TASK GOAL: Retype the lines below word for word, leaving out the pictures.
[Start EXTRACTED RECORDS]
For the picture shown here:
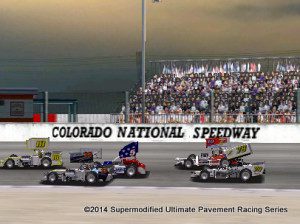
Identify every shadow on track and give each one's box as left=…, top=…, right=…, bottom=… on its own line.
left=0, top=166, right=66, bottom=170
left=40, top=179, right=114, bottom=187
left=114, top=171, right=150, bottom=180
left=191, top=176, right=265, bottom=184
[End EXTRACTED RECORDS]
ANSWER IN FULL:
For the picture shown here:
Identify every shadow on track and give each one's box as left=…, top=…, right=…, bottom=… on its own line.
left=0, top=166, right=66, bottom=170
left=40, top=179, right=114, bottom=187
left=114, top=171, right=150, bottom=180
left=191, top=176, right=265, bottom=184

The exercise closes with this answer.